— START Listed entries —

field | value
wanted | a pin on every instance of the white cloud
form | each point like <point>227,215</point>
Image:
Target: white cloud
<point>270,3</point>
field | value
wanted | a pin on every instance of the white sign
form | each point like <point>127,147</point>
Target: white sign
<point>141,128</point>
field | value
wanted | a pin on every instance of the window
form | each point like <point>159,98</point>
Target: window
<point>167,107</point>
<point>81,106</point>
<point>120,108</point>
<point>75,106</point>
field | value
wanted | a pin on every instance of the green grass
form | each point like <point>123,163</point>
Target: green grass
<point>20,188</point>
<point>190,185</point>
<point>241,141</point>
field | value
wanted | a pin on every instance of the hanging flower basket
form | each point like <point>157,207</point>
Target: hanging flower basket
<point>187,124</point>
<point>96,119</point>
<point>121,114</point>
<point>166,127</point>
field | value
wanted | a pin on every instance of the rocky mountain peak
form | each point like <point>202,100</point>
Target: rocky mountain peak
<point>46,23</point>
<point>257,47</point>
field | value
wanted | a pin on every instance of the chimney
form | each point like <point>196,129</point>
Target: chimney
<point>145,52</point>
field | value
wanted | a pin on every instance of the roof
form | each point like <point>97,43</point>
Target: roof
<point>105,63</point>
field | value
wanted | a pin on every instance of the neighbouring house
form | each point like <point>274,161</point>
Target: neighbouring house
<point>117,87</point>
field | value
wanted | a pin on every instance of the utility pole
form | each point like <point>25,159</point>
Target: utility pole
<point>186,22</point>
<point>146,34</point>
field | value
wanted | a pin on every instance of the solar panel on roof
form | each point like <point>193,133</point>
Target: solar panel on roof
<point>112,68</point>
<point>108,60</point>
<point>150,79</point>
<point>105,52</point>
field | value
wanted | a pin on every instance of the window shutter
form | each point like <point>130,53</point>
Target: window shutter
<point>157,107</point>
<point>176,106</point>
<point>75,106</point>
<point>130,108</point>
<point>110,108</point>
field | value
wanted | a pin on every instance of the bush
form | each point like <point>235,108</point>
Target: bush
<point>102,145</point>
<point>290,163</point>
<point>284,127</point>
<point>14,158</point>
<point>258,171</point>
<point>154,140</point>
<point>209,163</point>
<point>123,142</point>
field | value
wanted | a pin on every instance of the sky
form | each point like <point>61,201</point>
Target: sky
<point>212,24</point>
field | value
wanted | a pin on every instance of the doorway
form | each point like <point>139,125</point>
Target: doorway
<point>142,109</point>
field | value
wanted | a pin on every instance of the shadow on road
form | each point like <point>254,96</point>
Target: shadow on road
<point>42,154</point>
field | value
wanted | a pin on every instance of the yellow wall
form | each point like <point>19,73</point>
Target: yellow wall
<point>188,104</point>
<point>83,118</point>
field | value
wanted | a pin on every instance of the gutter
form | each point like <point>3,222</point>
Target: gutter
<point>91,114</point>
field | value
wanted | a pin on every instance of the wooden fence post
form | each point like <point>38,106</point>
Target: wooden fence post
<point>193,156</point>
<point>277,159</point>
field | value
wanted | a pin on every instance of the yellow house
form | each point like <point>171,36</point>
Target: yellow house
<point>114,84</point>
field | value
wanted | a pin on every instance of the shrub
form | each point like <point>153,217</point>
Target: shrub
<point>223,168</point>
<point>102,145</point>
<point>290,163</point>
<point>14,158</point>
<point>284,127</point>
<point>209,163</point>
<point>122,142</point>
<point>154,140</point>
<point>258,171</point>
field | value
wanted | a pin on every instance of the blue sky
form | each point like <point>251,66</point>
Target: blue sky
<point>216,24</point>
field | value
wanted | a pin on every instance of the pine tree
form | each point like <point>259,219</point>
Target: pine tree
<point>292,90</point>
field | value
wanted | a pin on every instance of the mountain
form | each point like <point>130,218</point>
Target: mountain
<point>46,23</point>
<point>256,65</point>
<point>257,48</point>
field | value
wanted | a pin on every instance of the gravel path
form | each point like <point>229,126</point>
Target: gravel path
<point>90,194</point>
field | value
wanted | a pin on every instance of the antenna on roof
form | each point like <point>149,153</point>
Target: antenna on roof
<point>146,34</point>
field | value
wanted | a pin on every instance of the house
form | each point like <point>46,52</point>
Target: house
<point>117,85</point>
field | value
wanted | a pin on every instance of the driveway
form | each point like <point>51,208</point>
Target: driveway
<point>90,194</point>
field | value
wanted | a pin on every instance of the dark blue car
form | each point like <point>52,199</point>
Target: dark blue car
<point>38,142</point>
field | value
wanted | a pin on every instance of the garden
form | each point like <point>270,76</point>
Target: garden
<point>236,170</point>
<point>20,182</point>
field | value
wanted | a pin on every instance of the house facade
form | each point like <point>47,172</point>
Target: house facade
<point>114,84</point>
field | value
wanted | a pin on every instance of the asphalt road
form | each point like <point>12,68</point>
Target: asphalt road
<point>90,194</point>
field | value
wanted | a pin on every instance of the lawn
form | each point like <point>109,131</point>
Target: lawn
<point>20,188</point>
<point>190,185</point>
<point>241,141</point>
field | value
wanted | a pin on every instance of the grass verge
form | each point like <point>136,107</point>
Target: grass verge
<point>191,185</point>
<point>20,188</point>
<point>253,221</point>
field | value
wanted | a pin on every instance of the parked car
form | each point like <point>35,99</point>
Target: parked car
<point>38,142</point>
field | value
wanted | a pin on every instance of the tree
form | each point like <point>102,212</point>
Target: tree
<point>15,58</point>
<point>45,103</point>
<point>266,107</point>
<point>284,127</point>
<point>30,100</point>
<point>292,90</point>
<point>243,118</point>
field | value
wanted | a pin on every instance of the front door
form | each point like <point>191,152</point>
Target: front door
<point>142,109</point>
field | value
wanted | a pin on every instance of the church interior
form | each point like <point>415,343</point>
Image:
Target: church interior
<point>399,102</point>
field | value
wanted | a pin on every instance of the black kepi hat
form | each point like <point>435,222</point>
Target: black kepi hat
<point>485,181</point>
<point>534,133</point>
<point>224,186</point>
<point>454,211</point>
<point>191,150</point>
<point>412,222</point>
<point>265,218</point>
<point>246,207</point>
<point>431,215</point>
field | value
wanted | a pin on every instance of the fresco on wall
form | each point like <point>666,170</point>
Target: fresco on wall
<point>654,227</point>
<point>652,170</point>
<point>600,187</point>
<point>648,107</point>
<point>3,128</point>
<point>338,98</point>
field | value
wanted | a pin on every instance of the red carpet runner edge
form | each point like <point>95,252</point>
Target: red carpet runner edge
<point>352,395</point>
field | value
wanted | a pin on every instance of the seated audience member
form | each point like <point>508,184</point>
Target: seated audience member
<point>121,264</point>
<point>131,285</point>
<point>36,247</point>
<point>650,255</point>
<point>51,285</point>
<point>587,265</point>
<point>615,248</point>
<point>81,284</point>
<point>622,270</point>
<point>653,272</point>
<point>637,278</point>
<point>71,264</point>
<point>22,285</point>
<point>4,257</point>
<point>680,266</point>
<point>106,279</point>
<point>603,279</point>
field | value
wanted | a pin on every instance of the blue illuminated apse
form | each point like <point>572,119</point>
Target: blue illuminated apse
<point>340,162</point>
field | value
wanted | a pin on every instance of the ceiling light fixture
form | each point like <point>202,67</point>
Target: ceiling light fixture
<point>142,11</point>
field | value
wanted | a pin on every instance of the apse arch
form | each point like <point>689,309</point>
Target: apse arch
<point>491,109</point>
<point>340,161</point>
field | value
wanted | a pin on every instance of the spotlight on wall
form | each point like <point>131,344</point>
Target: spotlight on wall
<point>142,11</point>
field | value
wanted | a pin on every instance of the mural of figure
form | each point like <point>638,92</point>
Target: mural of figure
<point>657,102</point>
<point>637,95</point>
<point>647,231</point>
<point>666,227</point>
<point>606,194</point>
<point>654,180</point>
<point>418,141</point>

— END Listed entries —

**Task prompt**
Return the listing above word for word.

**Result of the exercise**
field | value
wanted | a pin on every instance of the white cloud
form | each point like <point>227,215</point>
Image:
Target: white cloud
<point>270,3</point>
field | value
wanted | a pin on every instance of the white sign
form | each point like <point>127,147</point>
Target: white sign
<point>141,128</point>
field | value
wanted | a pin on every instance of the window
form | each point like <point>159,98</point>
Target: window
<point>167,107</point>
<point>81,106</point>
<point>120,108</point>
<point>75,106</point>
field | value
wanted | a pin on every instance of the green grass
form | each point like <point>123,163</point>
Target: green grass
<point>20,188</point>
<point>190,185</point>
<point>241,141</point>
field | value
wanted | a pin on every instance of the hanging flower basket
form | each point like <point>157,207</point>
Target: hanging flower basket
<point>187,124</point>
<point>96,119</point>
<point>121,114</point>
<point>166,127</point>
field | value
wanted | a pin on every instance of the rocky mountain peak
form | each point like <point>202,100</point>
Target: rocky mountain peak
<point>46,23</point>
<point>257,47</point>
field | value
wanted | a pin on every instance of the chimney
form | each point like <point>196,129</point>
Target: chimney
<point>145,52</point>
field | value
wanted | a pin on every instance of the roof
form | each point like <point>97,43</point>
Target: roof
<point>105,63</point>
field | value
wanted | a pin on every instance of the neighbouring house
form | each point like <point>274,161</point>
Target: neighbouring house
<point>117,87</point>
field | value
wanted | a pin on every instance of the utility pole
form | each point like <point>25,159</point>
Target: utility pole
<point>186,22</point>
<point>146,34</point>
field | value
wanted | a pin on every instance of the solar panel on roof
form | each point like <point>193,133</point>
Target: solar panel on roof
<point>112,68</point>
<point>108,60</point>
<point>150,79</point>
<point>105,52</point>
field | value
wanted | a pin on every instance of the window shutter
form | each point like <point>130,53</point>
Target: window shutter
<point>157,107</point>
<point>176,106</point>
<point>75,106</point>
<point>130,108</point>
<point>110,108</point>
field | value
wanted | a pin on every instance of the bush
form | each point like <point>235,108</point>
Target: bush
<point>102,145</point>
<point>290,163</point>
<point>284,127</point>
<point>14,158</point>
<point>258,171</point>
<point>154,140</point>
<point>209,163</point>
<point>123,142</point>
field | value
wanted | a pin on every instance of the sky
form | each point like <point>61,201</point>
Target: sky
<point>212,24</point>
field | value
wanted | a pin on every instance of the doorway
form | each point like <point>139,125</point>
Target: doorway
<point>142,109</point>
field | value
wanted | a pin on every instance of the shadow on road
form | each point like <point>254,96</point>
Target: shadow on road
<point>42,154</point>
field | value
wanted | a pin on every instance of the yellow wall
form | each point like <point>19,73</point>
Target: yellow wall
<point>188,104</point>
<point>83,118</point>
field | value
wanted | a pin on every instance of the gutter
form | each point like <point>3,222</point>
Target: gutter
<point>91,114</point>
field | value
wanted | a pin on every instance of the wooden fence post
form | each point like <point>38,106</point>
Target: wooden fence post
<point>193,156</point>
<point>277,159</point>
field | value
wanted | a pin on every instance of the yellow house
form | each point like <point>171,36</point>
Target: yellow house
<point>114,84</point>
field | value
wanted | a pin on every instance of the shrub
form | each point like <point>153,217</point>
Target: shrub
<point>223,168</point>
<point>102,145</point>
<point>290,163</point>
<point>14,158</point>
<point>284,127</point>
<point>209,163</point>
<point>122,142</point>
<point>154,140</point>
<point>258,171</point>
field | value
wanted | a pin on every instance of the blue sky
form | each point like <point>251,66</point>
Target: blue sky
<point>216,24</point>
field | value
wanted | a pin on every instance of the pine tree
form | each point like <point>259,219</point>
Target: pine tree
<point>292,90</point>
field | value
wanted | a pin on every instance of the mountain
form | each point like <point>130,218</point>
Target: mountain
<point>46,23</point>
<point>256,65</point>
<point>257,48</point>
field | value
wanted | a pin on every instance of the gravel path
form | each point like <point>229,126</point>
Target: gravel path
<point>90,194</point>
field | value
wanted | a pin on every instance of the antenna on roof
form | each point like <point>149,153</point>
Target: antenna on roof
<point>146,34</point>
field | value
wanted | a pin on every instance of the house
form | each point like <point>46,52</point>
Target: house
<point>117,85</point>
field | value
wanted | a pin on every instance of the driveway
form | each point like <point>51,208</point>
Target: driveway
<point>90,194</point>
field | value
wanted | a pin on every instance of the dark blue car
form | each point like <point>52,199</point>
Target: dark blue car
<point>38,142</point>
field | value
wanted | a pin on every instance of the garden
form | each point like <point>270,76</point>
Target: garden
<point>236,170</point>
<point>20,182</point>
field | value
wanted | a pin on every instance of the house facade
form | each point like <point>47,172</point>
Target: house facade
<point>114,84</point>
field | value
wanted | a pin on every instance of the asphalt road
form | each point like <point>12,68</point>
Target: asphalt road
<point>90,194</point>
field | value
wanted | a pin on every instance of the lawn
form | each point like <point>109,131</point>
Target: lawn
<point>20,188</point>
<point>190,185</point>
<point>241,141</point>
field | value
wanted | a pin on every instance of the grass verge
form | each point like <point>136,107</point>
Target: grass verge
<point>191,185</point>
<point>20,188</point>
<point>253,221</point>
field | value
wanted | a pin on every instance of the parked car
form | each point like <point>35,99</point>
Target: parked car
<point>38,142</point>
field | value
wanted | a pin on every instance of the tree
form | each point like <point>102,212</point>
Target: tree
<point>15,58</point>
<point>45,103</point>
<point>266,107</point>
<point>284,127</point>
<point>30,100</point>
<point>292,90</point>
<point>243,118</point>
field | value
wanted | a pin on every instance of the front door
form | each point like <point>191,152</point>
Target: front door
<point>142,109</point>
field | value
wanted | a pin on every instance of the church interior
form | each point like <point>415,343</point>
Image:
Target: church interior
<point>399,102</point>
field | value
wanted | a pin on every instance of the black kepi hat
form | each point like <point>435,222</point>
Target: black kepi hat
<point>485,181</point>
<point>534,133</point>
<point>224,186</point>
<point>454,211</point>
<point>191,150</point>
<point>412,222</point>
<point>265,218</point>
<point>246,207</point>
<point>431,215</point>
field | value
wanted | a pin on every instance of the fresco on wall
form | each point like <point>666,170</point>
Target: fresco on wall
<point>654,227</point>
<point>652,170</point>
<point>600,187</point>
<point>648,107</point>
<point>3,128</point>
<point>338,98</point>
field | value
wanted | a pin on every instance of the red carpet runner edge
form | each point like <point>95,252</point>
Target: red carpet runner edge
<point>352,395</point>
field | value
wanted | a pin on every instance of the seated audience member
form | each point like <point>508,184</point>
Target: seated audience member
<point>121,264</point>
<point>131,285</point>
<point>36,247</point>
<point>650,255</point>
<point>51,285</point>
<point>587,265</point>
<point>615,248</point>
<point>81,284</point>
<point>622,270</point>
<point>653,272</point>
<point>637,278</point>
<point>71,264</point>
<point>22,285</point>
<point>4,257</point>
<point>680,266</point>
<point>106,279</point>
<point>603,279</point>
field | value
wanted | a pin on every instance of the blue illuminated apse
form | each point like <point>572,119</point>
Target: blue illuminated apse
<point>340,162</point>
field | value
wanted | a pin on every instance of the ceiling light fixture
form | each point like <point>202,67</point>
Target: ceiling light fixture
<point>142,11</point>
field | value
wanted | a pin on every instance of the apse arch
form | each point like <point>689,309</point>
Target: apse arch
<point>491,109</point>
<point>340,161</point>
field | value
wanted | a pin on every instance of the spotlight on wall
form | each point like <point>131,344</point>
Target: spotlight on wall
<point>142,11</point>
field | value
wanted | a pin on every instance of the mural of figure
form | each point like <point>638,92</point>
Target: mural of figure
<point>657,102</point>
<point>637,95</point>
<point>647,231</point>
<point>666,227</point>
<point>606,194</point>
<point>654,180</point>
<point>418,141</point>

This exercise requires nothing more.